• _Exercise instructions_
Return, word for word, only the lines of the data below that lie between the line with "box: [183, 1, 312, 56]" and the line with "box: [209, 175, 309, 182]", those two lines included.

• _Data for this exercise_
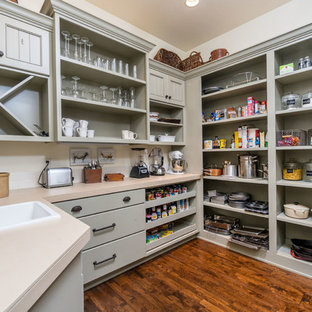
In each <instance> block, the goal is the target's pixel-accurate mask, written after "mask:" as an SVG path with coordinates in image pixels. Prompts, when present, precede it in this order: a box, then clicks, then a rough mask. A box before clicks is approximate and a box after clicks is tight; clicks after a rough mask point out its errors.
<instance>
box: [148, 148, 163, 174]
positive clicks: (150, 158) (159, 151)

==

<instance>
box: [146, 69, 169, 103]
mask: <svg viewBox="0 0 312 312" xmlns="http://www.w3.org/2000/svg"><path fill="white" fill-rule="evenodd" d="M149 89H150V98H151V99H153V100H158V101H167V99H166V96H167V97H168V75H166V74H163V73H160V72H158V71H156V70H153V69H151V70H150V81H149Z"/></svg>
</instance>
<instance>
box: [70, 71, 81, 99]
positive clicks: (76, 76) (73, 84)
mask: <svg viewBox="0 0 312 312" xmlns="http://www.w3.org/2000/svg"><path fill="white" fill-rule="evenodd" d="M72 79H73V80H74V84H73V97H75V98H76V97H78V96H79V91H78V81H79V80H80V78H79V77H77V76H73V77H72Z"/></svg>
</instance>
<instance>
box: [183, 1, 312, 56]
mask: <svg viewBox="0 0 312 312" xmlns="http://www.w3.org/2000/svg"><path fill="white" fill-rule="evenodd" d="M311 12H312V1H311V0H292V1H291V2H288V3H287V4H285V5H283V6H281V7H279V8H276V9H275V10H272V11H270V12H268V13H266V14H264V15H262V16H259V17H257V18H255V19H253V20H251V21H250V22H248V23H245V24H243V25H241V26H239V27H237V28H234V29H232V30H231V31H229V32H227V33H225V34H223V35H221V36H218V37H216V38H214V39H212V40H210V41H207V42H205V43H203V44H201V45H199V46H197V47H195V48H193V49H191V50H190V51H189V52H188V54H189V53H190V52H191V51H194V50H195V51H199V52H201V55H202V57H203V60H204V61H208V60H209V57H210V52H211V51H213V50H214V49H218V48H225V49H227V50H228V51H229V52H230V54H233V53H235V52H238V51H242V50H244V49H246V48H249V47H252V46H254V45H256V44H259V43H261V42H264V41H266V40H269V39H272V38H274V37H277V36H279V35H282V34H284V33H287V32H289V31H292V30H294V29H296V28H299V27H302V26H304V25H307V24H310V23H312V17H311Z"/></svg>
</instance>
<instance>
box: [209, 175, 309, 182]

• _Task response_
box: [183, 1, 312, 56]
mask: <svg viewBox="0 0 312 312" xmlns="http://www.w3.org/2000/svg"><path fill="white" fill-rule="evenodd" d="M311 12H312V1H311V0H292V1H291V2H288V3H287V4H285V5H283V6H281V7H279V8H276V9H275V10H272V11H270V12H268V13H266V14H264V15H262V16H259V17H257V18H255V19H253V20H251V21H250V22H248V23H245V24H243V25H241V26H239V27H237V28H234V29H232V30H231V31H229V32H227V33H225V34H223V35H221V36H218V37H216V38H214V39H212V40H210V41H207V42H205V43H203V44H201V45H199V46H197V47H195V48H193V49H191V50H190V51H189V52H188V54H189V53H190V52H191V51H194V50H195V51H199V52H201V55H202V57H203V60H204V61H208V60H209V57H210V52H211V51H213V50H214V49H218V48H225V49H227V50H228V51H229V52H230V54H233V53H235V52H238V51H242V50H244V49H246V48H249V47H252V46H254V45H256V44H259V43H261V42H264V41H266V40H269V39H272V38H274V37H277V36H279V35H282V34H284V33H287V32H289V31H292V30H294V29H296V28H299V27H302V26H304V25H307V24H310V23H312V17H311Z"/></svg>
</instance>
<instance>
box: [209, 175, 309, 182]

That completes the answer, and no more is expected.